Текстовый фрагмент:
# # # #

Влияние технологий, конечно, сказывается. С одной стороны, молодые артисты более свободны. Они не заточены под узкое горлышко формата, им вообще формат по барабану. Они высказываются как хотят и выкладывают все в интернет. С другой стороны, в них я не вижу той упертости, как у музыкантов 90-х и 2000-х годов: вот, мол, сейчас запишу хит и стану востребованным профессиональным артистом. Сейчас у молодых, в силу опять же технологий, возможностей много, и однозначного самоопределения нет: ты можешь чуть-чуть поработать дизайнером, а потом музыкантом. На хлеб ты и так заработаешь, тебе не нужно становиться профессиональным артистом, пусть даже музыка для тебя превыше всего. А сейчас оказывается — то, что важнее всего в жизни, не обязательно должно тебя кормить. Не секрет же, что нещадная эксплуатация таланта часто кончается печально. Я это называю наступлением эры новых любителей.

Новые любители

— Складывается ощущение, что хотя нет заточенности под формат, разнообразия не только не получается, а наоборот — все одинаковое. «Независимых» исполнителей не счесть, но слушай хоть немцев, хоть китайцев, хоть русских — все одно и то же.

# # # #

Элементы контуров размеченных областей
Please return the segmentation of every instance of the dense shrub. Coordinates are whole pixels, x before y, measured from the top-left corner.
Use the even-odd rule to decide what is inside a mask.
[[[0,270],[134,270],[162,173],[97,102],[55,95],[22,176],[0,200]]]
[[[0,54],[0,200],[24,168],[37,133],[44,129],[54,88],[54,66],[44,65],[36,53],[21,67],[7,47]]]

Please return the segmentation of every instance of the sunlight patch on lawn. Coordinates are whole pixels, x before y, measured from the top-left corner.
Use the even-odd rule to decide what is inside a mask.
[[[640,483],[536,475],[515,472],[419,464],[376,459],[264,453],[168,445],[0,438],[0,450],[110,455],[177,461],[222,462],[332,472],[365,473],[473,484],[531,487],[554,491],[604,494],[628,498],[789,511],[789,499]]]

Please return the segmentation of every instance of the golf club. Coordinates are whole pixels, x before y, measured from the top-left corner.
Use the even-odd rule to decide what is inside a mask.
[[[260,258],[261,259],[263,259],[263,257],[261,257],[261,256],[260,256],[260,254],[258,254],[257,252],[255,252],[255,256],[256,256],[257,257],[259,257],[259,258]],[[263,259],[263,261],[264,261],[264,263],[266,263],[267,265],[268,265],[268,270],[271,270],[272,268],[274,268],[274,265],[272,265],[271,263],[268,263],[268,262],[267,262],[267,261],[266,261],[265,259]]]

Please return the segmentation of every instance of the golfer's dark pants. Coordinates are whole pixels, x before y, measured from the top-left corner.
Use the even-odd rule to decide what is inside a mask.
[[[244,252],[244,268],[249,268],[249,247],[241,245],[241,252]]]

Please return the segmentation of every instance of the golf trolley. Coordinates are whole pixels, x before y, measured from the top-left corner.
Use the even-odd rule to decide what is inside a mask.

# # # #

Описание задания: Что могло бы идти дальше в тексте о молодых музыкантах? Напишите продолжение, которое начинается сразу после его последней реплики. Перечень никак не связан с текстом о молодых музыкантах.

Ответ к заданию:
— Это нормально. Когда возникают новые тренды, то появляются и общие места. Это называется графоманство. У настоящих все по-разному, у ненастоящих — одинаково.

— Но настоящие теряются в вале ненастоящих: все больше людей получают доступ к возможностям звукозаписи и распространения результатов.

— Да, продукт производится в промышленных масштабах. Если раньше редакторы и лейблы отсекали графоманство, эта музыка просто не записывалась, то сейчас самое время включать в киотский протокол ограничение на музыкальное засорение пространства. Конечно, это шутка, но разрастающееся засорение действительно пугает.

Во все времена доля талантливых людей плюс-минус стабильна, их количество ни от чего не зависит. А вот доля тех, кому таланта не дано, но у кого появляется возможность высказываться, растет. Наверное, это справедливо. Вот, например, индеец Амазонки, может, прирожденный шахматист — но шахматы не видел ни разу в жизни и не стал чемпионом мира. Может быть, с расширением доступа к технологиям мы получим больше выдающихся музыкантов... Хотя я в это не верю. Настоящий музыкант в любом случае пробьется: его гениальность будет тащить его за шкирку, он все равно придет к своему назначению.

Еще есть фактор среды. Конечно, когда среда препятствует, это мотивирует больше, нежели когда среда располагает. Почему подпольные записи Цоя или Гребенщикова до сих пор с любого места слушают, и эти записи живут? Потому что там не «благодаря», а «вопреки».

— Будто бы грядет новое культурное средневековье. Когда массы, которым все доступно, смывают великие ценности.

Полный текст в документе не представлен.